Exercise task A -
Answer these questions from the sea level rise article:
(i) Which hurricane struck the Texas coastline in 2017?
(ii) In which journal was the study published?
(iii) How many people in the US could be forced to relocate by 2100 because of rising sea levels?
Exercise task B -
Retype the part of the sea level rise article starting with "The study, published" and going on through "on infrastructure networks.".

Excerpted text -
■ ■ ■

5th February 2020
Sea level rise could reshape the United States and trigger migration inland
Using a machine learning algorithm, scientists have found that climate change-driven sea level rise could trigger a mass migration of Americans to inland cities in the coming decades.
When Hurricane Harvey slammed into the Texas coastline in 2017, displaced residents flocked inland, trying to rebuild their lives in the disaster's aftermath. Within decades, the same thing could happen at a much larger scale due to rising sea levels, according to a new study led by Assistant Professor Bistra Dilkina from the University of Southern California's (USC) Viterbi School of Engineering.
The study, published in the journal PLOS ONE, is the first to use machine learning to project migration patterns resulting from sea level rise. The researchers found the impact of rising oceans will ripple across the country – beyond coastal areas at risk of flooding – as large numbers of affected people move inland.
In the US alone, 13 million people could be forced to relocate due to rising sea levels by 2100. As a result, cities throughout the country will grapple with an influx of new populations. The effects may include more competition for jobs, increased housing prices, and more pressure on infrastructure networks.
“Sea level rise will affect every county in the US, including inland areas,” says Dilkina, Assistant Professor in computer science at USC and associate director of USC’s Center for AI for Society. “We hope that this research will empower urban planners and local decision-makers to prepare to accept populations displaced by sea level rise. Our findings indicate that everybody should care about sea-level rise, whether they live on the coast or not. This is a global impact issue.”

■ ■ ■

Provided data -
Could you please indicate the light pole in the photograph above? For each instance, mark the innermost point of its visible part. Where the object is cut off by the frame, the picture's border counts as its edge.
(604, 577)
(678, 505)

■ ■ ■

Correct result A -
(i) Hurricane Harvey
(ii) PLOS ONE
(iii) 13 million

Correct result B -
The study, published in the journal PLOS ONE, is the first to use machine learning to project migration patterns resulting from sea level rise. The researchers found the impact of rising oceans will ripple across the country – beyond coastal areas at risk of flooding – as large numbers of affected people move inland.
In the US alone, 13 million people could be forced to relocate due to rising sea levels by 2100. As a result, cities throughout the country will grapple with an influx of new populations. The effects may include more competition for jobs, increased housing prices, and more pressure on infrastructure networks.